(Point localization data)
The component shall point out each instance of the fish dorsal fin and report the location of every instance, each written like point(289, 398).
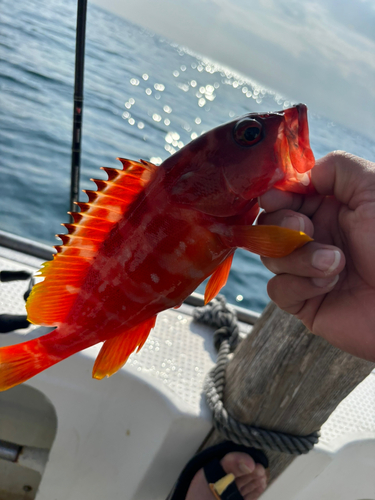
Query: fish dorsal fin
point(218, 279)
point(51, 300)
point(115, 351)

* [Exercise prompt]: The result should be the same data as above, line for line, with the pictures gone.

* [Answer space]:
The component shall point out each instance of the fish dorsal fin and report the location of every instance, each written like point(289, 398).
Query: fish dorsal fin
point(218, 279)
point(51, 300)
point(115, 351)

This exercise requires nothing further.